Что нужно сделать -
a – Повторите дословно часть отрывка о допросе Кента, начиная со слов «Немцы были подчеркнуто» и заканчивая словами «еды не отказался.».
b – Продолжите отрывок о допросе Кента, начав сразу после его последнего предложения.

Отрывок для чтения -
*****

Арестованных развели по разным помещениям. Комната, в которой оказался Кент, была в полуподвале, но это была не камера, а, скорее, чей-то служебный кабинет. В нем находилось человек пять-шесть гестаповцев, в том числе Карл Гиринг.
Среди собравшихся был и капитан абвера Гарри Пипе. Вскоре Кент понял, что германский военный контрразведчик знает о нем куда больше, чем любой из гестаповцев.
Немцы были подчеркнуто вежливы и делали все, чтобы первый допрос был больше похож на доверительную беседу. В кабинете был накрыт стол, на котором красовались бутылки хорошего коньяка. Кенту чуть ли не по-приятельски предлагали выпить. Пить он не стал, но от еды не отказался.
Когда со стола все убрали, оставив, однако, бутылки с коньяком и рюмки, начался допрос с соблюдением формальностей. Правда, стенограмма его не велась. На вопросы Кент отвечал только через переводчика, говорившего на французском языке. Это давало ему возможность, услышав вопрос по-немецки, выиграть время для обдумывания своего ответа.

*****

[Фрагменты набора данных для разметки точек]
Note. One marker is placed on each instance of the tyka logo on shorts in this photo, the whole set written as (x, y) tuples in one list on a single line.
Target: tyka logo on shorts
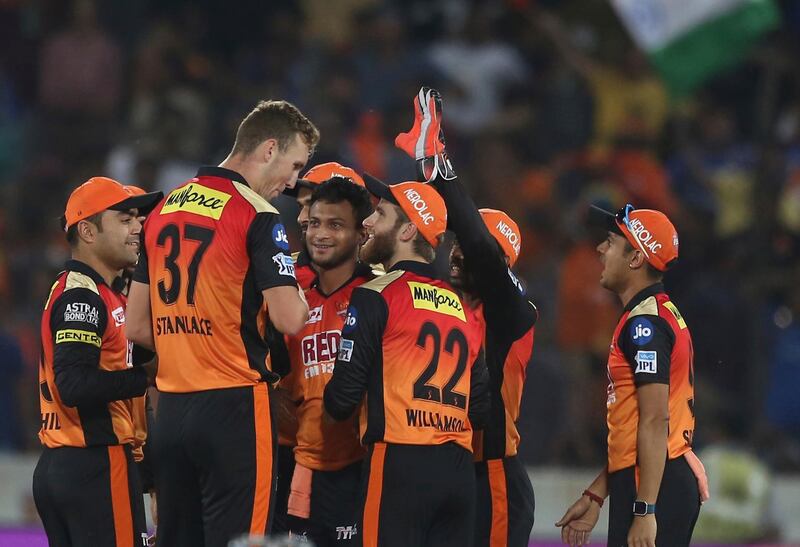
[(346, 532)]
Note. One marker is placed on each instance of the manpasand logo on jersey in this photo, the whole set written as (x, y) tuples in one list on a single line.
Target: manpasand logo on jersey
[(197, 199), (436, 299)]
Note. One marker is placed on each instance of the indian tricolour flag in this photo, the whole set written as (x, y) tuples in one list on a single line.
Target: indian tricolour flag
[(688, 41)]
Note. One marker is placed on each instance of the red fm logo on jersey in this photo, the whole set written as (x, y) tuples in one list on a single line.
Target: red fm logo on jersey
[(319, 352)]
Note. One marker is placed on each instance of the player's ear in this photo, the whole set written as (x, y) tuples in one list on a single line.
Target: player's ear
[(638, 260), (361, 235)]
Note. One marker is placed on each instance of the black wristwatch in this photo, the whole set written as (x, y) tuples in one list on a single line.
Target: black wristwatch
[(642, 508)]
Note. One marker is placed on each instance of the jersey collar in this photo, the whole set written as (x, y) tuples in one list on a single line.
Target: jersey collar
[(362, 270), (221, 172), (81, 267), (647, 292)]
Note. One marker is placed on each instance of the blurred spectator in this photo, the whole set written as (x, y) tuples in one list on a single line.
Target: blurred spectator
[(11, 371), (80, 67), (714, 171), (479, 68), (629, 100)]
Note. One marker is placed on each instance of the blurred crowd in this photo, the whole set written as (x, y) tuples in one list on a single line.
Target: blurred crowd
[(548, 107)]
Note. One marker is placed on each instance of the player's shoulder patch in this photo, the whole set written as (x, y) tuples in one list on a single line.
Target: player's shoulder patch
[(77, 280), (253, 198), (381, 282), (648, 306)]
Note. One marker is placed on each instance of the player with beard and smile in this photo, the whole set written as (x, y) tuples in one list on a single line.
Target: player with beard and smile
[(326, 476), (409, 355), (488, 245), (306, 272)]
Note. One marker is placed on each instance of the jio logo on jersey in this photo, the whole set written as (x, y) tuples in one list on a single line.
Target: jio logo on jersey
[(351, 320), (279, 237), (641, 331)]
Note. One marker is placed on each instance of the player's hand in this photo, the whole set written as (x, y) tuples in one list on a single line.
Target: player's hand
[(643, 532), (578, 522), (424, 142)]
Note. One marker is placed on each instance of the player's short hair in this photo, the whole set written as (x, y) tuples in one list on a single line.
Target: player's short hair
[(72, 231), (338, 189), (279, 120)]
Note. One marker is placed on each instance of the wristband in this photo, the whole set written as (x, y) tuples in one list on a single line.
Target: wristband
[(594, 497)]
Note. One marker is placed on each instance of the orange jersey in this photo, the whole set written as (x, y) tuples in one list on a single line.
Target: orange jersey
[(85, 378), (321, 445), (409, 349), (651, 344), (210, 248)]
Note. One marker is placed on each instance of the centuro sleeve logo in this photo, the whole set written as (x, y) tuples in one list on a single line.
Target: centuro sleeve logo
[(436, 299), (81, 336), (197, 199)]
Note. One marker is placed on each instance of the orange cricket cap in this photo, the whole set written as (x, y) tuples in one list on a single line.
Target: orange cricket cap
[(322, 172), (101, 193), (505, 231), (423, 205), (647, 230)]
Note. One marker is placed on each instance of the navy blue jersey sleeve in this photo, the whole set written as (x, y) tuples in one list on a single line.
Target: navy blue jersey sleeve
[(506, 309), (647, 342), (479, 398), (78, 321), (268, 248), (146, 467), (360, 351)]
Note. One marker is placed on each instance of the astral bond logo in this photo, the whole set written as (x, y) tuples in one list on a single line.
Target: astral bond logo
[(436, 299), (197, 199)]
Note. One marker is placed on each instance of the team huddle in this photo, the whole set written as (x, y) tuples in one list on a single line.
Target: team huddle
[(346, 393)]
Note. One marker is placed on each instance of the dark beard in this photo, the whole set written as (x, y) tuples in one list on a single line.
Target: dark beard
[(335, 260), (380, 249)]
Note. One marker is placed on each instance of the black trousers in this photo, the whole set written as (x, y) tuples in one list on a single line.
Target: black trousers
[(215, 460), (677, 506), (87, 497), (334, 507), (417, 495), (504, 504)]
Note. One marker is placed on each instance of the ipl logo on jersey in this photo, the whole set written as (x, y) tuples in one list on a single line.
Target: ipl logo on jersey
[(279, 237)]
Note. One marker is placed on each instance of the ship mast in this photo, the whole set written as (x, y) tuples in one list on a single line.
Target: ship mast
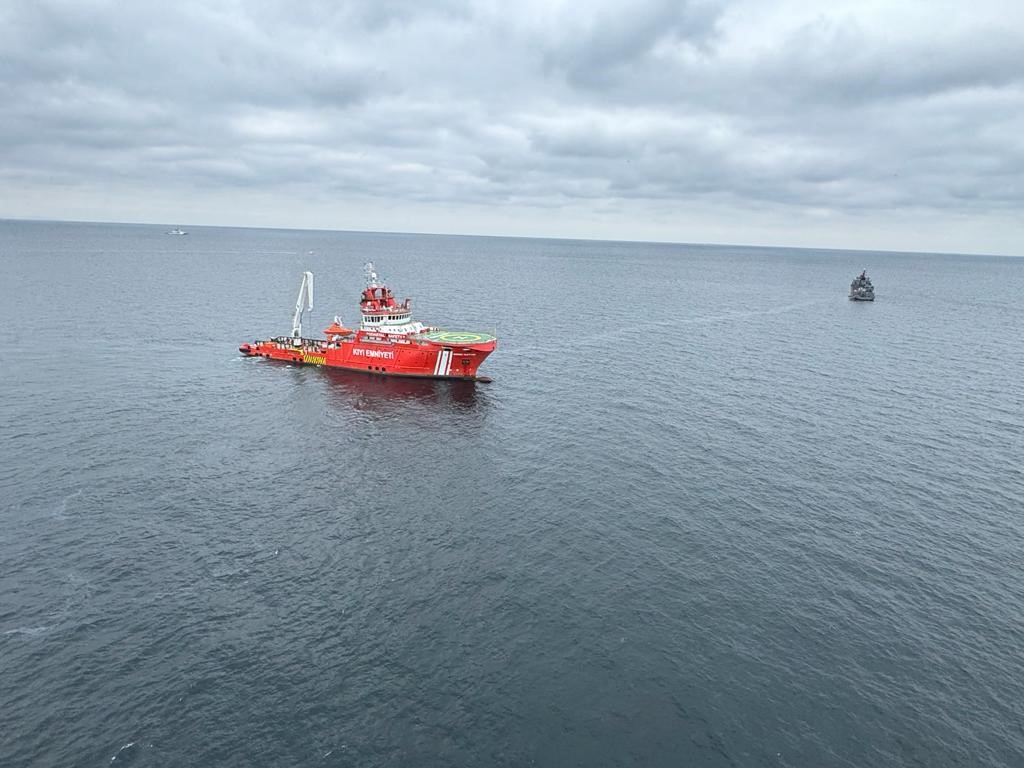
[(305, 291)]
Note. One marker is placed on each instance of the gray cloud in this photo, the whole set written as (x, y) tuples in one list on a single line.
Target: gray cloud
[(704, 113)]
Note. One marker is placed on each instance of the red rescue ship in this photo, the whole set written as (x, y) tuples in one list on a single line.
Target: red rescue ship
[(388, 341)]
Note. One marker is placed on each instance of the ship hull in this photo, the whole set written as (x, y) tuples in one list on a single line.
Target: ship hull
[(406, 357)]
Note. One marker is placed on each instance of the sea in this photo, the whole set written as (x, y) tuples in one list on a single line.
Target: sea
[(708, 512)]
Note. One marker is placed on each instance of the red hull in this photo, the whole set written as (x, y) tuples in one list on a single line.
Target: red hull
[(390, 356)]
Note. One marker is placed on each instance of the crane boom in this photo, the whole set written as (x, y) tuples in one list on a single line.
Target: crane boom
[(306, 292)]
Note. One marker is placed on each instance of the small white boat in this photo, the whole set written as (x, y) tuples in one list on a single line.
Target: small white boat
[(861, 288)]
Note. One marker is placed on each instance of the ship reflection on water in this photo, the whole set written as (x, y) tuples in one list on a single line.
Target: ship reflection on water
[(382, 392)]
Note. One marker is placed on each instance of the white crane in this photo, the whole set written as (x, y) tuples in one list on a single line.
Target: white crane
[(305, 291)]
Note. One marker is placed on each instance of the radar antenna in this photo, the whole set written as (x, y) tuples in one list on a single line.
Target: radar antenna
[(371, 274), (306, 292)]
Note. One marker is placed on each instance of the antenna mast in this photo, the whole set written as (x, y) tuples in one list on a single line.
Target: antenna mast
[(305, 291)]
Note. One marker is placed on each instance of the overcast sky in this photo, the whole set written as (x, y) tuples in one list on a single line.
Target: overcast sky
[(846, 124)]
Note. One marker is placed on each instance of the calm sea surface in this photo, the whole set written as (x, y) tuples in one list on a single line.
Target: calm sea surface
[(709, 513)]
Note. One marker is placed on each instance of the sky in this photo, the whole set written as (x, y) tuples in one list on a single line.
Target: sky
[(841, 124)]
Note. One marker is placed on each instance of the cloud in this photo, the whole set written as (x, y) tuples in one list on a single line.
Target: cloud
[(785, 112)]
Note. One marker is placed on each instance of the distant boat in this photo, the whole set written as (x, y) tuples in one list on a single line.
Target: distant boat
[(861, 288)]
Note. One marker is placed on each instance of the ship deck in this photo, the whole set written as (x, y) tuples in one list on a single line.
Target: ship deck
[(456, 337)]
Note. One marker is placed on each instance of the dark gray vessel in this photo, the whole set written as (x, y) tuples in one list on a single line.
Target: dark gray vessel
[(861, 288)]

*****

Итоги упражнения -
a –
Немцы были подчеркнуто вежливы и делали все, чтобы первый допрос был больше похож на доверительную беседу. В кабинете был накрыт стол, на котором красовались бутылки хорошего коньяка. Кенту чуть ли не по-приятельски предлагали выпить. Пить он не стал, но от еды не отказался.

b –
В самом начале допроса Кент заявил, что хотел бы видеть представителя уругвайского посольства.
На это требование ему спокойно ответили, что в этом нет необходимости, что они и так надеются найти взаимопонимание.
Первый допрос длился несколько часов. По форме он напоминал неторопливую беседу малознакомых людей, большинству из которых почему-то хотелось узнать об одном из них как можно больше.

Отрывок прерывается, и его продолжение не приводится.